DAFTAR TUGAS:
(1) Tuliskan kembali tanpa perubahan bagian artikel tentang sentralisasi pendidikan yang dimulai dari "Pemerintah jarang melihat" dan berakhir pada "fundamental, dan gradual.".
(2) Menurut artikel tentang sentralisasi pendidikan, reformasi pendidikan yang perlu dikaitkan dengan sentralisasi seharusnya bersifat apa saja? Sebutkan semuanya.

··· KUTIPAN HALAMAN

Sentralisasi
Pendidikan
Mohammad Abduhzen, DIREKTUR EKSEKUTIF INSTITUTE FOR
EDUCATION REFORM UNIVERSITAS PARAMADINA; VISITING SCHOLAR DI OHIO STATE
UNIVERSITY COLUMBUS, AMERIKA SERIKAT
Sumber
: KOMPAS, 10 Desember 2011
Mengatasi
masalah distribusi dan peningkatan mutu pendidikan, pemerintah memutuskan
menyentralisasi pengelolaan guru. Sesederhana inikah solusinya?
Masalah
ketidakmerataan guru muncul sebelum dan bukan disebabkan oleh desentralisasi,
melainkan sikap pemerintah yang sering kali menggampangkan urusan pendidikan.
Pemerintah jarang melihat pendidikan dalam perspektif yang lebih substansial.
Sentralisasi mestinya dikaitkan dengan ide reformasi pendidikan yang total,
fundamental, dan gradual.
Rencana
kebijakan untuk menyentralisasi pengelolaan guru, melalui surat keputusan
bersama (SKB) lima menteri terkait, juga menunjukkan ”cara mudah” menangani
pendidikan.
Sebelumnya,
Kementerian Pendidikan dan Kebudayaan mengutak-atik mekanisme penyaluran dana
bantuan operasional sekolah (BOS) dari model tahun 2010, yang tanpa melibatkan
pemerintah daerah, ke mekanisme 2011 melalui pemerintah kabupaten/kota. Tahun
2012 mendatang, mekanisme itu dikembalikan seperti 2010 dengan alasan yang
sama: untuk mengatasi keterlambatan.

······
··· DATA YANG DIBERIKAN

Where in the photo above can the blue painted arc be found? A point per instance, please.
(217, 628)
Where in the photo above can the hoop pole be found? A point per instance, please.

······

HASIL AKHIR:
(1)
Pemerintah jarang melihat pendidikan dalam perspektif yang lebih substansial.
Sentralisasi mestinya dikaitkan dengan ide reformasi pendidikan yang total,
fundamental, dan gradual.

(2) Total, fundamental, dan gradual.